TASK BRIEF: Lay out the data below as a two-column CSV with the headers input and output. Each row should pair a text with the answer that follows it, each in a single quoted field with line breaks replaced by spaces, and every item in the data should be covered.
--- begin SOURCE DATA ---
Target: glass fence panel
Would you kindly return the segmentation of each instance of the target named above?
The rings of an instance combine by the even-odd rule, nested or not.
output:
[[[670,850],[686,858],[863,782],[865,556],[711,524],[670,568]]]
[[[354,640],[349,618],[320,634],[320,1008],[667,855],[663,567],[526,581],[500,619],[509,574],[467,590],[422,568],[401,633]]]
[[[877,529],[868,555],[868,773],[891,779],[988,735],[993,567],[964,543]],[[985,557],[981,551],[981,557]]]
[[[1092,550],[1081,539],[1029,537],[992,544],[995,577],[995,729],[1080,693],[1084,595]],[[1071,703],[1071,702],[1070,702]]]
--- end SOURCE DATA ---
OUTPUT FOR THIS TASK:
input,output
"Target: glass fence panel Would you kindly return the segmentation of each instance of the target named above? The rings of an instance combine by the even-odd rule, nested or not. output:","[[[670,850],[686,858],[863,782],[865,556],[711,524],[670,568]]] [[[354,640],[349,618],[320,634],[320,1008],[667,855],[663,567],[526,581],[500,619],[509,574],[467,590],[422,568],[401,633]]] [[[877,529],[868,555],[868,773],[891,779],[988,735],[993,567],[964,543]],[[985,557],[981,551],[981,557]]] [[[1092,550],[1081,539],[1029,537],[992,544],[995,577],[995,729],[1080,693],[1084,595]],[[1071,703],[1071,702],[1070,702]]]"